**To do**
Reproduce verbatim the lines of the data between the line holding "Reviewer note: confirm each instance of the man's headphones" and the line holding "pixel 314 335", inclusive, and nothing else.

**Data in this exercise**
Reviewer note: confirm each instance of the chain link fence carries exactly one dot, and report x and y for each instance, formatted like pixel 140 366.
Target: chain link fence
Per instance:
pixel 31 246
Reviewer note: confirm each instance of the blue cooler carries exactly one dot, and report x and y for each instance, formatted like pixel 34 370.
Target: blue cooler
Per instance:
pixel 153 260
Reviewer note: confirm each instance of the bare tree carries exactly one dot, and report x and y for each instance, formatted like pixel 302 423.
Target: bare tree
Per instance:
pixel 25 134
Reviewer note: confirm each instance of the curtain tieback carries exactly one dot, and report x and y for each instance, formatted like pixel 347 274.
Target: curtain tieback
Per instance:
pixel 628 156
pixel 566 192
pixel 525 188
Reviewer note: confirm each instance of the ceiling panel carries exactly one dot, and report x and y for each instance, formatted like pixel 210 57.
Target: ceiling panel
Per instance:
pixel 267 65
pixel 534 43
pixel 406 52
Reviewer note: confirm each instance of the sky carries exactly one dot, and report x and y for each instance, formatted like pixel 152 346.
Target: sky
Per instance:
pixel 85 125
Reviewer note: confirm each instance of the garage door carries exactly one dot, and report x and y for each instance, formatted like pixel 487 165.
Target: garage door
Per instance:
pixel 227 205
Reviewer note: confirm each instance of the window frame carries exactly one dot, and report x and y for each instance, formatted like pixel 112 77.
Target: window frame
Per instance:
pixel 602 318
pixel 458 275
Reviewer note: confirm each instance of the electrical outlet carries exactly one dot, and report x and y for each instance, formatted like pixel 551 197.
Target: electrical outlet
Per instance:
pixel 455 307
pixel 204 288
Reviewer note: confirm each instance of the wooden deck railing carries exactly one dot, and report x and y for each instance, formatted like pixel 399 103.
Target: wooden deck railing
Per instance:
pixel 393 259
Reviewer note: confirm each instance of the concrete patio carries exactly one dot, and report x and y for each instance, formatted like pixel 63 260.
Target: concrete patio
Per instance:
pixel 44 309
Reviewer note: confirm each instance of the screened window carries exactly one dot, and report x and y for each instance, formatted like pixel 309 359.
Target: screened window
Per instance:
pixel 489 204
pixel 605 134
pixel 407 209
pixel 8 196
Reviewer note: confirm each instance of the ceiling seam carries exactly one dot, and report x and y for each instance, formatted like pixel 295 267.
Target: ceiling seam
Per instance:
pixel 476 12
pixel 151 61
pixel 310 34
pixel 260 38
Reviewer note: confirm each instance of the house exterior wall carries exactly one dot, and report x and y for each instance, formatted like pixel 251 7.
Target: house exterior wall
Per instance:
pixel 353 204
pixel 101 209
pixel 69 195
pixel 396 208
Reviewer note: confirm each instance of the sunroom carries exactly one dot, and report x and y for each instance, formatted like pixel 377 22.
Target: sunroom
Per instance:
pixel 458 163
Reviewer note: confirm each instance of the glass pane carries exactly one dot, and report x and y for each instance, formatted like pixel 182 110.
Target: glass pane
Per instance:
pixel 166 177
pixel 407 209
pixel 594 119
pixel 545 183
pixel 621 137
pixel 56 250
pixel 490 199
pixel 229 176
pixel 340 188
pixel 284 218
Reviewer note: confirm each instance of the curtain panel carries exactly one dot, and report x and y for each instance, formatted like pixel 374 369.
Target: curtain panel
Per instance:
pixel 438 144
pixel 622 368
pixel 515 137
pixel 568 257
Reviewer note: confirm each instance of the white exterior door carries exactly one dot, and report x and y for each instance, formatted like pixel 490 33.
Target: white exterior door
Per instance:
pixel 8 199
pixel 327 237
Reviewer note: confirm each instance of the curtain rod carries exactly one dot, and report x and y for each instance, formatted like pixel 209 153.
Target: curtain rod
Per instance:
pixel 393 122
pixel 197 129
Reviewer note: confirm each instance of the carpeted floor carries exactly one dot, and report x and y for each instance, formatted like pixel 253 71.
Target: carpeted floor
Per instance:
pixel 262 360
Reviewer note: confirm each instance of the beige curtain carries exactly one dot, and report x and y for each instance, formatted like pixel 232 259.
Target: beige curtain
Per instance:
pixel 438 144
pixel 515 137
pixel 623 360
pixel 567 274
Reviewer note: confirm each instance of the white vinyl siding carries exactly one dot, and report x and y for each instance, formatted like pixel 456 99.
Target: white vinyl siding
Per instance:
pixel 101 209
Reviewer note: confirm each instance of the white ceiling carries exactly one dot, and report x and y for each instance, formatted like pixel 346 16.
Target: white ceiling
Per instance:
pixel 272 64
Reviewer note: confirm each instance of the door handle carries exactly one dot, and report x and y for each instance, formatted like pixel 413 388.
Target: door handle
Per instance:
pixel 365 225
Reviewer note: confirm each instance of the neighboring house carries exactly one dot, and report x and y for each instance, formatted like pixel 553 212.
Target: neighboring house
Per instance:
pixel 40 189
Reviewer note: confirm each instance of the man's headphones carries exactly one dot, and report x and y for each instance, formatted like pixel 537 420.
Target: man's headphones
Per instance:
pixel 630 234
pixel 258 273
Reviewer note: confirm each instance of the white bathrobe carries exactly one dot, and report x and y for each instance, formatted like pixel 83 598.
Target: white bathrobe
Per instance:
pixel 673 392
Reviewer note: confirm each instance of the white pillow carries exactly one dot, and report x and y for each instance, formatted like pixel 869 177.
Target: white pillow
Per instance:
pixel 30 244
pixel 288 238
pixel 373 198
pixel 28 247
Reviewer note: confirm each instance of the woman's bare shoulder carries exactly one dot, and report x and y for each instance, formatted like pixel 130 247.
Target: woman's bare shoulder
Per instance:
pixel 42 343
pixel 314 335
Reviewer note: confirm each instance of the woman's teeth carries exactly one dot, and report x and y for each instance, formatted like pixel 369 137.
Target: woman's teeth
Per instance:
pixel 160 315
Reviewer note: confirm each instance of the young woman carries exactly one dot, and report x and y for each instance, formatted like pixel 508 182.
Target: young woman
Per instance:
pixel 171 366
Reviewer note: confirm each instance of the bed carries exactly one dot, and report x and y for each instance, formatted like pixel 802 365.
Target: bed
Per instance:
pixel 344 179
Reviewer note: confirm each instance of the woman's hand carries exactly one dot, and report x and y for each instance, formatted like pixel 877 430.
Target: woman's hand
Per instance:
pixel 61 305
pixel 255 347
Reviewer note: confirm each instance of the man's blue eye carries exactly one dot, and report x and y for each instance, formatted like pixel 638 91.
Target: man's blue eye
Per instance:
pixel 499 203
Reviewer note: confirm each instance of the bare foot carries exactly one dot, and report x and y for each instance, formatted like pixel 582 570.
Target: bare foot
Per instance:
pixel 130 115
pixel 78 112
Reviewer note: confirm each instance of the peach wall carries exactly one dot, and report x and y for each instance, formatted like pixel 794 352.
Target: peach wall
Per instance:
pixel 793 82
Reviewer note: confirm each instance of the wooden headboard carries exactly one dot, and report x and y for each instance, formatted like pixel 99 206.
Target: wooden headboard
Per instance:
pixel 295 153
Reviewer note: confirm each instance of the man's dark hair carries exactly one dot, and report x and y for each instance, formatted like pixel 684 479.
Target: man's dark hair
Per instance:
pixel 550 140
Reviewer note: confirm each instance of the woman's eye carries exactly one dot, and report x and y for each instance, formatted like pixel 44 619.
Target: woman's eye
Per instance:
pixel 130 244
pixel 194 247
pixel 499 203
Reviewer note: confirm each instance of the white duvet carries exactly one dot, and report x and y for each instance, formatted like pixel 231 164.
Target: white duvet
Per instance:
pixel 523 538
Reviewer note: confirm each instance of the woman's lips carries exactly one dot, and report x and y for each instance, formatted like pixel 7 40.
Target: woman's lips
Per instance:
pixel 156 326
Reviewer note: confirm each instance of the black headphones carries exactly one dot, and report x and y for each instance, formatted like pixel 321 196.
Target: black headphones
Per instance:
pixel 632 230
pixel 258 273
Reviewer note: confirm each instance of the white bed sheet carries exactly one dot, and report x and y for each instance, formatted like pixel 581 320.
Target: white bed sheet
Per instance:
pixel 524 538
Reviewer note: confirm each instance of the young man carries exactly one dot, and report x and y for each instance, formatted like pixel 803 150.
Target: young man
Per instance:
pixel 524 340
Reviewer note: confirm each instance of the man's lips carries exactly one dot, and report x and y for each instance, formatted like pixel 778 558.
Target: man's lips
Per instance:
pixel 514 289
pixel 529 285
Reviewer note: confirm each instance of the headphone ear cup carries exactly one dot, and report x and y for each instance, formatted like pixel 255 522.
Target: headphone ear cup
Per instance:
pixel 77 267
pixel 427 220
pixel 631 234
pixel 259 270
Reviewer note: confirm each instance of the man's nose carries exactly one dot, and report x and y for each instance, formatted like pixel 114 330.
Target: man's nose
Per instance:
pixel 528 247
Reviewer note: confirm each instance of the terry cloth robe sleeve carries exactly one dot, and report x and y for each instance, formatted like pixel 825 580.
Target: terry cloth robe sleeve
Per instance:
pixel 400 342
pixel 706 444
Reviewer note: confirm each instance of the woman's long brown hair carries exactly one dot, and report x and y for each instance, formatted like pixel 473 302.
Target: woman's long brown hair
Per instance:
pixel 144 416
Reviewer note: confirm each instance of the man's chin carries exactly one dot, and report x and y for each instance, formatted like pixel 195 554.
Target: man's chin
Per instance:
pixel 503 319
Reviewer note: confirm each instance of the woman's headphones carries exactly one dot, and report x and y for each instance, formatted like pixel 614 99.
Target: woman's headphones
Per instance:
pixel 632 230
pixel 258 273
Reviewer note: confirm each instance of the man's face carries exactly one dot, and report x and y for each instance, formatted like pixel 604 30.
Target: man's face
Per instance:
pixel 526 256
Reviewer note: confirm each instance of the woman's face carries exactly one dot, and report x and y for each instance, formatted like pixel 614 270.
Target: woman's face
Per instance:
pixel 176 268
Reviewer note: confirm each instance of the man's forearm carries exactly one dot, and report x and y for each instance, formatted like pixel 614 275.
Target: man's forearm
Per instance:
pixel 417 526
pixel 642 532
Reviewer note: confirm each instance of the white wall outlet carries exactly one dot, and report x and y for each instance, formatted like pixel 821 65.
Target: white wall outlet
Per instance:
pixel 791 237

**Solution to this task**
Reviewer note: confirm each instance of the man's headphones carries exactly one dot, and report x and y for each instance, formatted like pixel 537 420.
Target: man's headphones
Per instance:
pixel 630 234
pixel 258 273
Reviewer note: confirm each instance of the white bathrobe carries exactly one dot, and report x and y for each instance, formatted like pixel 83 598.
Target: white bathrobe
Per instance:
pixel 673 392
Reviewer note: confirm each instance of the white pillow carries exactly one dot, and report x and y for each instance, formatted like pixel 869 177.
Target: white pillow
Per instance:
pixel 30 244
pixel 288 238
pixel 373 198
pixel 28 247
Reviewer note: confirm each instance of the woman's bare shoulder carries exactly one dot, and report x and y for each instance, formatted like pixel 130 247.
Target: woman's bare shoulder
Per instance:
pixel 42 343
pixel 314 335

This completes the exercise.